- What you need to do:
Return all of the data exactly as given.

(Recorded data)
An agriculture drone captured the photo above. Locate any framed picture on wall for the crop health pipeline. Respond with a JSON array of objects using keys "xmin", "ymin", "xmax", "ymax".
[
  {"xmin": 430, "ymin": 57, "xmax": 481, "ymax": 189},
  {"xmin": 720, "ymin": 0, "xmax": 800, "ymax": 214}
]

- Response:
An agriculture drone captured the photo above. Locate any framed picture on wall for the crop health pipeline. Respond with a JSON array of objects using keys "xmin", "ymin", "xmax", "ymax".
[
  {"xmin": 430, "ymin": 57, "xmax": 481, "ymax": 189},
  {"xmin": 720, "ymin": 0, "xmax": 800, "ymax": 214}
]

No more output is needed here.